Excerpt -
[Start of Attachment]

Apple Inc. reported second-quarter sales that beat Wall Street estimates, indicating that the iPhone is weathering an industrywide downturn better than feared.
Though revenue fell 2.5% to $94.8 billion, according to a statement Thursday, that was better than the $92.6 billion analysts predicted. Apple itself had projected a decline of roughly 5%.
The results suggest that Apple is bouncing back from a slump that’s plagued both the computer and smartphone industries. The iPhone performed better than expected in the quarter, helping offset weakness in much of the company’s lineup. It’s a particular relief for investors after Qualcomm Inc., a key Apple supplier, raised fresh concerns about phone demand earlier this week.
Apple also announced plans for $90 billion in stock repurchases, the same as last year’s plan. The company also raised its quarterly dividend 4% to 24 cents a share.
The shares gained more than 2% in late trading after the report was released. They had closed at $165.79, up 28% for the year.
Earnings came in at $1.52 a share during the second quarter, which ended April 1. That compared with an average estimate of $1.43 a share.
Apple generated $51.3 billion in sales from the iPhone — its flagship product — in the second quarter, topping analyst predictions of $49 billion. That’s just a 1.5% rise from a year ago but marked a record performance for the March quarter, Cook said. The increase came “despite the challenging macroeconomic environment,” he said in the statement.
From a supply perspective, the second quarter was an opportunity for the iPhone 14 to rebound. The device had suffered from constraints during the previous period due to Covid policies in China.

[End of Attachment]

Given information -
[Start of Attachment]

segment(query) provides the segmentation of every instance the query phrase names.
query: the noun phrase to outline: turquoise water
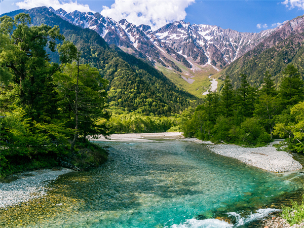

[End of Attachment]

Problem 1 - What amount did Apple announce for stock repurchases, according to the Apple earnings report?
Problem 2 - Change the portion of the Apple earnings report that begins at the words "The shares gained" and stops after "of $1.43 a share.", writing "after-hours trading" in place of "late trading".

Answer space 1 - $90 billion, the same as last year's plan.

Answer space 2 -
The shares gained more than 2% in after-hours trading after the report was released. They had closed at $165.79, up 28% for the year.
Earnings came in at $1.52 a share during the second quarter, which ended April 1. That compared with an average estimate of $1.43 a share.